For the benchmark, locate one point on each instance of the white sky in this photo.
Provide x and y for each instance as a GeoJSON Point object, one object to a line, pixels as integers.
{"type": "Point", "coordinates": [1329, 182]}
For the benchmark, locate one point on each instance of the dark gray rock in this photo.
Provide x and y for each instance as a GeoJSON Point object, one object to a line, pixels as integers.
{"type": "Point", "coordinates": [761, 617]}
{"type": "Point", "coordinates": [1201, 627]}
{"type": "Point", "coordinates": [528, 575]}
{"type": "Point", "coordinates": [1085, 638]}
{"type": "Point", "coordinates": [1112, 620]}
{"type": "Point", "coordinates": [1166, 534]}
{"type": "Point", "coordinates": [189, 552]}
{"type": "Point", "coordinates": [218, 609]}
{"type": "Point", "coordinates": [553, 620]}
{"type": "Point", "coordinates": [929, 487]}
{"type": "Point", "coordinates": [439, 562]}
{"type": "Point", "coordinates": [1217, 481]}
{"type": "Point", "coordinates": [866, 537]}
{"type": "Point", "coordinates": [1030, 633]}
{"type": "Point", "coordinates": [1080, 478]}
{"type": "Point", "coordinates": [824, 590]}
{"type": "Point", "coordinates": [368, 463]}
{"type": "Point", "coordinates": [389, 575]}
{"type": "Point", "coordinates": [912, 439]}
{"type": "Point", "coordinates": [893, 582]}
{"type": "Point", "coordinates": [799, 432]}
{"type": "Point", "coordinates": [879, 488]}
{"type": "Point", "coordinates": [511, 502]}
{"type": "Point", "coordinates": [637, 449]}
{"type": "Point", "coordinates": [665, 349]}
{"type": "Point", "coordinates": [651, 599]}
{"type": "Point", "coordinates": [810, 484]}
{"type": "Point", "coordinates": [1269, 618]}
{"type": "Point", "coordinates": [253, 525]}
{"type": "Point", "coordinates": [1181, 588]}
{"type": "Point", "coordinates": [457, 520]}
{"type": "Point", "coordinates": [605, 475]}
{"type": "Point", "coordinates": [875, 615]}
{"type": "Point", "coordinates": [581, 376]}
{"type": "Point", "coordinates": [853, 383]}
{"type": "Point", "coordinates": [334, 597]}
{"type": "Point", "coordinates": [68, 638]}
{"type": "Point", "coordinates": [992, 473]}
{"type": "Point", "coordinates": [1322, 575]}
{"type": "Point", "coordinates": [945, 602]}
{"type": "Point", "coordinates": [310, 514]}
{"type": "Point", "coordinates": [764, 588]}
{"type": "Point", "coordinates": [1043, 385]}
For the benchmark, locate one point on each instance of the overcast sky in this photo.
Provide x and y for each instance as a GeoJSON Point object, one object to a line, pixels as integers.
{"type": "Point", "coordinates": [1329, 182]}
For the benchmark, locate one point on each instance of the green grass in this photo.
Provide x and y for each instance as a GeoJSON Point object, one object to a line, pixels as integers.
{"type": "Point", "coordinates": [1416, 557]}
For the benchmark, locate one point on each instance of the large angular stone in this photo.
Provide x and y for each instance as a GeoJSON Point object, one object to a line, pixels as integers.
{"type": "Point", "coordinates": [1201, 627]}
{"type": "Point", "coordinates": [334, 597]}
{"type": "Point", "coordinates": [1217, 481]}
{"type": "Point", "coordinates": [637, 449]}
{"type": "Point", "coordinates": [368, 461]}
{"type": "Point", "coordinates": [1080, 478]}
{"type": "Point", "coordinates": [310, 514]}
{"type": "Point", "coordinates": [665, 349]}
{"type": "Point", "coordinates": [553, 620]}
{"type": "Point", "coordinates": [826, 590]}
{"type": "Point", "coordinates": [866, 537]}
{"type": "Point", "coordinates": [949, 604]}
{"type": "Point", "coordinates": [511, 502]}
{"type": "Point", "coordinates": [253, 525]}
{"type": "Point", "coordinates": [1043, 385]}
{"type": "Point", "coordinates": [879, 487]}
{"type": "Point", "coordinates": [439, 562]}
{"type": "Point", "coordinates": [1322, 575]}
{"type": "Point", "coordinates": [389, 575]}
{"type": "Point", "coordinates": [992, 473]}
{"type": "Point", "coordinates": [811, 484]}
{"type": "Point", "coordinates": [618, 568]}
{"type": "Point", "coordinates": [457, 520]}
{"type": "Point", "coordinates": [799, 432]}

§ **Given request**: Please rescale these lines: begin at the line that has "grass in this photo." and stop after the last line of the entries, giving every line in that span again, requests included. Multiply each point coordinate in the answers by 1.95 and round to a whole number, with halves rounding up, and leave everything else unchanged.

§ **Worked answer**:
For the benchmark, locate one point on each instance of the green grass in this photo.
Provide x and y for each instance as a GeoJSON Point object, one object to a line, pixels as integers.
{"type": "Point", "coordinates": [2761, 1086]}
For the benchmark, locate one point on each instance of the large angular stone in this photo.
Provide x and y for each instance as a GeoJSON Point object, one object to a line, pixels as integers.
{"type": "Point", "coordinates": [2342, 1223]}
{"type": "Point", "coordinates": [651, 1164]}
{"type": "Point", "coordinates": [2373, 938]}
{"type": "Point", "coordinates": [1242, 876]}
{"type": "Point", "coordinates": [718, 899]}
{"type": "Point", "coordinates": [2106, 932]}
{"type": "Point", "coordinates": [605, 1002]}
{"type": "Point", "coordinates": [1297, 681]}
{"type": "Point", "coordinates": [1078, 1209]}
{"type": "Point", "coordinates": [1611, 1151]}
{"type": "Point", "coordinates": [1689, 1047]}
{"type": "Point", "coordinates": [1851, 1178]}
{"type": "Point", "coordinates": [996, 979]}
{"type": "Point", "coordinates": [493, 1024]}
{"type": "Point", "coordinates": [2034, 751]}
{"type": "Point", "coordinates": [1714, 950]}
{"type": "Point", "coordinates": [856, 1096]}
{"type": "Point", "coordinates": [2578, 1121]}
{"type": "Point", "coordinates": [759, 1121]}
{"type": "Point", "coordinates": [1934, 922]}
{"type": "Point", "coordinates": [1581, 944]}
{"type": "Point", "coordinates": [1205, 1108]}
{"type": "Point", "coordinates": [891, 1014]}
{"type": "Point", "coordinates": [1558, 842]}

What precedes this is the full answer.